## [RECORDS SUPPLIED]
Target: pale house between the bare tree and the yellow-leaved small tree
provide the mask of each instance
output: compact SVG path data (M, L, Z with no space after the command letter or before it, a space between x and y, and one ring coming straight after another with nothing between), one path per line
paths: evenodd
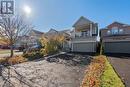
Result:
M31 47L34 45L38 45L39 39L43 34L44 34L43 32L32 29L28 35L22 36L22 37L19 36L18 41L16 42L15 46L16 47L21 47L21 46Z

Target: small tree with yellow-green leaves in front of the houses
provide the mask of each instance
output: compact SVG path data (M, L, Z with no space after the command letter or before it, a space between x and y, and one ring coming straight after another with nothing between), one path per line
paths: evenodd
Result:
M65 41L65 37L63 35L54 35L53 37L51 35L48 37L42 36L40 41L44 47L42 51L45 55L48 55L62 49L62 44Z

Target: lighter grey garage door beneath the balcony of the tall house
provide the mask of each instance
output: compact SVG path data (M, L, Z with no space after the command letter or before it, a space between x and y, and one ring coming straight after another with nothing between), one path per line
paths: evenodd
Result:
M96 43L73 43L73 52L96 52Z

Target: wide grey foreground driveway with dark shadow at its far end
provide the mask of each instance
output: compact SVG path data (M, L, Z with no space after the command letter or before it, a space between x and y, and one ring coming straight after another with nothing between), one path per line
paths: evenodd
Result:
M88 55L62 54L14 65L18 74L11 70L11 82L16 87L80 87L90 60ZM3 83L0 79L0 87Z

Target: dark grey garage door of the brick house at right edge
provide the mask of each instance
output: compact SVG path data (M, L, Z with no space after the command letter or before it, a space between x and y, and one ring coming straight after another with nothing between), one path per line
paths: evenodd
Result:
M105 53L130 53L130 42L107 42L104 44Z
* * *
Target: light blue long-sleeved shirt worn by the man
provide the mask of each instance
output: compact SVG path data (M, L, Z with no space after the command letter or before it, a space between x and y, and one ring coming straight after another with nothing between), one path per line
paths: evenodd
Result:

## [WHAT TO WORK ON]
Please show every line of the entries above that contains the word "yellow".

## [ANSWER TO THIS PROBLEM]
Target: pale house between the bare tree and the yellow-leaved small tree
Target: small tree with yellow-green leaves in front of the houses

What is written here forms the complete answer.